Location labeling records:

↓↓↓

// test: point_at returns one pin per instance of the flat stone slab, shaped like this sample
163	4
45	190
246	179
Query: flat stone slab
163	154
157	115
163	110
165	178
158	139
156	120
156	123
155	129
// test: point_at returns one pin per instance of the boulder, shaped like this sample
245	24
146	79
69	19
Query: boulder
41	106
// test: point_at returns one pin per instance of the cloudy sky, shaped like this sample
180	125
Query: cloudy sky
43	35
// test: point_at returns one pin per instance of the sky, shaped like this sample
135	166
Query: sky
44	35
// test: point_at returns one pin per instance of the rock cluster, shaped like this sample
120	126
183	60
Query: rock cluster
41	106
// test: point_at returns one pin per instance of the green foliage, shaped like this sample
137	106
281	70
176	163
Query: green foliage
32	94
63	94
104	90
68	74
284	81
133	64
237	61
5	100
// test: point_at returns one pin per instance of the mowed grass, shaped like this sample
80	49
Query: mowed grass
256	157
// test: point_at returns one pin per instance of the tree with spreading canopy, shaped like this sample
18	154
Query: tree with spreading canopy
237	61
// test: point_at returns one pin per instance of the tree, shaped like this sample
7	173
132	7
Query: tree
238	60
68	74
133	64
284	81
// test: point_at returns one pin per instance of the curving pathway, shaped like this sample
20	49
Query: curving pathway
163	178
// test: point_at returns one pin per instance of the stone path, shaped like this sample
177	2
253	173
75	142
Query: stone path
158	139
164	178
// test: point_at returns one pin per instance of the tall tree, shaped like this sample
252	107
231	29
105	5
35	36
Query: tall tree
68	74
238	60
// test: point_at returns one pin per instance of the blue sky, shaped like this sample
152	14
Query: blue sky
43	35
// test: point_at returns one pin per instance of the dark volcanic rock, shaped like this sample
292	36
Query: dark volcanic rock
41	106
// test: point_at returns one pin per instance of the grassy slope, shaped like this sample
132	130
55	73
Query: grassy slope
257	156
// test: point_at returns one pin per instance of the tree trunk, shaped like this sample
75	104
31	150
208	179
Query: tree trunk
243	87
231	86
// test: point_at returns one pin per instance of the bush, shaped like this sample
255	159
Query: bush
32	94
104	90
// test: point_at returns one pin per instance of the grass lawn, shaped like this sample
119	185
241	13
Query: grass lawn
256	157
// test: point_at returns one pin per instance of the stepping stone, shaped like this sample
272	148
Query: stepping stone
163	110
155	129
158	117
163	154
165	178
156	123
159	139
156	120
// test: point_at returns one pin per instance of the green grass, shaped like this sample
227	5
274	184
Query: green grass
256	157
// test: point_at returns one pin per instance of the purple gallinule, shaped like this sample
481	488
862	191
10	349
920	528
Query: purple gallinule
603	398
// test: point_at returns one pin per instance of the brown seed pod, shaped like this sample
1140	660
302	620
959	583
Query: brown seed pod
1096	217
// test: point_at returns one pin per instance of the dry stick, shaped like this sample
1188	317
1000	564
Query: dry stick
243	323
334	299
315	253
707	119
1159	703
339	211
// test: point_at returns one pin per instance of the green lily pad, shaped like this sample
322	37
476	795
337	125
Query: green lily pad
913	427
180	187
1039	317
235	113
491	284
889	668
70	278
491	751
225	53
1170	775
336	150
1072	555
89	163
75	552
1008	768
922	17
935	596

↑↑↑

YOUR GOAL: Rewrite every one of the rows above so that "one pin per instance" becomes "one point per instance" each time it appears. Keep everything else the same.

EXERCISE ANSWER:
// test: point_at returns one point per instance of the flat stone slab, shaped like this sample
163	4
45	190
246	179
Query: flat stone slab
163	154
157	115
163	110
165	178
158	139
156	120
156	123
155	129
// test: point_at returns one point per instance of the boulder, shaped like this sample
245	24
146	79
69	19
Query: boulder
41	106
// test: point_at returns one point per instance of the cloudy sky, shaped like this sample
180	125
Query: cloudy sky
43	35
// test: point_at returns one point per instance of the sky, shaped like this sample
135	166
Query: sky
44	35
// test: point_at returns one point per instance of the rock cluster, shaped like this sample
120	126
183	60
Query: rock cluster
41	106
// test: point_at returns one point per instance of the green foliage, shaped like this sample
137	106
281	70
176	163
Query: green foliage
32	94
63	94
104	90
68	74
284	81
133	64
237	61
5	100
// test: point_at returns one point per instance of the mowed grass, shaped like this sample
80	49
Query: mowed grass
256	157
// test: point_at returns one point per instance of the tree with spreading canopy, shaped like this sample
18	154
Query: tree with spreading canopy
237	61
// test: point_at returns one point per instance of the tree, shaped like this sample
7	173
132	7
Query: tree
238	60
68	74
133	64
284	81
// test: point_at returns one point per instance of the curving pathway, shaped like this sample
20	49
Query: curving pathway
163	178
// test: point_at returns one point per instance of the stone path, shaped like this sample
177	2
253	173
75	142
Query: stone path
158	139
164	178
// test: point_at returns one point per instance of the tall tree, shaped like this sample
252	107
231	29
105	5
35	36
Query: tall tree
68	74
238	60
// test: point_at returns one point per instance of the blue sky, shaped like this sample
152	14
Query: blue sky
43	35
// test: point_at returns one point per instance of the dark volcanic rock, shaped like this sample
292	36
Query: dark volcanic rock
41	106
// test: point_at returns one point per instance of the grassy slope, shaped like this sample
132	130
55	73
Query: grassy slope
257	156
// test: point_at returns one point per instance of the tree trunk, shaped like this sample
75	104
31	150
208	179
Query: tree trunk
243	87
231	86
// test: point_at returns one point per instance of the bush, shaped like this sample
255	159
Query: bush
32	94
104	90
// test: point_at returns one point per instance of the grass lawn, shaped like this sample
119	185
241	13
Query: grass lawn
256	157
// test: point_at returns one point per instance of the stepping stone, shaped like this sample
272	148
Query: stepping stone
163	110
155	129
158	117
163	154
165	178
156	123
159	139
156	120
// test: point_at returns one point per instance of the green grass, shaped like this sample
227	5
274	184
Query: green grass
256	157
// test: point_at returns one point per instance of the purple gallinule, shaped like this sample
481	488
862	191
10	349
920	528
Query: purple gallinule
603	398
// test: point_at returns one point per instance of the brown seed pod, shaped like this sample
1140	660
302	620
959	583
Query: brown seed pod
1096	217
// test: point_at returns one point per instance of the dry stick, shaped like this sample
1188	317
1000	564
Query: dry stick
243	323
334	299
315	253
707	119
1159	703
339	211
// test: point_at returns one point per instance of the green lily pad, shaped like this sample
322	37
476	795
337	125
Query: green lily pad
913	427
180	187
1039	317
235	113
491	284
889	668
70	278
491	751
225	53
1170	775
336	150
1072	555
89	163
75	552
1008	768
922	17
935	596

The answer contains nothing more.